> **THE RECORDS**:
┌──
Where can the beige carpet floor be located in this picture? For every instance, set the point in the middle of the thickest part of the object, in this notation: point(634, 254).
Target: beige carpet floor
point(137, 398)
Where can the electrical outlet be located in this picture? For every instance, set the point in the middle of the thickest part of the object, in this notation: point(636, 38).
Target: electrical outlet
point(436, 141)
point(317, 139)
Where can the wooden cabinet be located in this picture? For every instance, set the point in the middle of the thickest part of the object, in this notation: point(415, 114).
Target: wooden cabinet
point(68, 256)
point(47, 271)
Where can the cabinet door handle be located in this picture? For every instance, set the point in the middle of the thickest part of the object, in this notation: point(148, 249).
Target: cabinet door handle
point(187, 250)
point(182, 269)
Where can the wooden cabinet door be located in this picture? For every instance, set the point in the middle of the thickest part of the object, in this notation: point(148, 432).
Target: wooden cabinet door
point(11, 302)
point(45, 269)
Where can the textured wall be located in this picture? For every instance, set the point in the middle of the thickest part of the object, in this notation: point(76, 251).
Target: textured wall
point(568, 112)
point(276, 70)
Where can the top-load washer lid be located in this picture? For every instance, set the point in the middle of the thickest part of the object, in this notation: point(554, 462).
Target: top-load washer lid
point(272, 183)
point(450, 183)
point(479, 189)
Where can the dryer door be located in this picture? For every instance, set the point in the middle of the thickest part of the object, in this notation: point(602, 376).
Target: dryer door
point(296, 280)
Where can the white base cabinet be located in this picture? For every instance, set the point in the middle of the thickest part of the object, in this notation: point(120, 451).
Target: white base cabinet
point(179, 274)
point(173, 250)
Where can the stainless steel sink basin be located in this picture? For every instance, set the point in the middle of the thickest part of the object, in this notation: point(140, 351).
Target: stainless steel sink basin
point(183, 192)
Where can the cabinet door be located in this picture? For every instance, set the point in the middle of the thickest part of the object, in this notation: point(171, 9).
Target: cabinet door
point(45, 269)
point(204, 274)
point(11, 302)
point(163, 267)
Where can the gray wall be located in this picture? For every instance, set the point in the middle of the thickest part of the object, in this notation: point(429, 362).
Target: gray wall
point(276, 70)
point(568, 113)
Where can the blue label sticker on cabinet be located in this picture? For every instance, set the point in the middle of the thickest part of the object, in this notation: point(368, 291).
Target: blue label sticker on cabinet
└──
Starting at the top of the records and stopping after the line that contains "point(479, 189)", write those lines out again with "textured wall" changed to "plaster wall" and nothing else altered.

Where can the beige carpet floor be located in this picture? For every instance, set the point in the middle of the thickest part of the object, in this notation: point(634, 254).
Target: beige carpet floor
point(137, 398)
Where can the electrical outlet be located in this picture? For every instance, set the point in the middle of the thickest part of the object, in this notation: point(636, 38).
Target: electrical outlet
point(436, 141)
point(317, 139)
Where can the wooden cabinet be located in this picture? For every instance, set the point in the middle of the thickest part of the object, in this notation: point(415, 114).
Target: wooden cabinet
point(68, 256)
point(47, 271)
Where can the cabinet door handle be located in this picture? For every instance, set the point in the middle of the thickest part of the object, in this notation: point(148, 249).
Target: cabinet door handle
point(187, 250)
point(182, 269)
Where can the wooden cabinet door be located in this picture? For every instance, set the point in the middle of the thickest part of the object, in this notation: point(148, 432).
Target: wooden cabinet door
point(11, 302)
point(45, 269)
Where can the plaster wall be located in this picture? For every instance, set the point in the middle of the thickest part of the object, in this notation: point(76, 251).
Target: plaster wall
point(568, 112)
point(276, 70)
Where can the top-load washer lid be located in this picture? For every instance, set the point in the middle of the thickest part of the object, in this notation: point(554, 462).
Target: top-load washer lid
point(272, 183)
point(450, 183)
point(479, 189)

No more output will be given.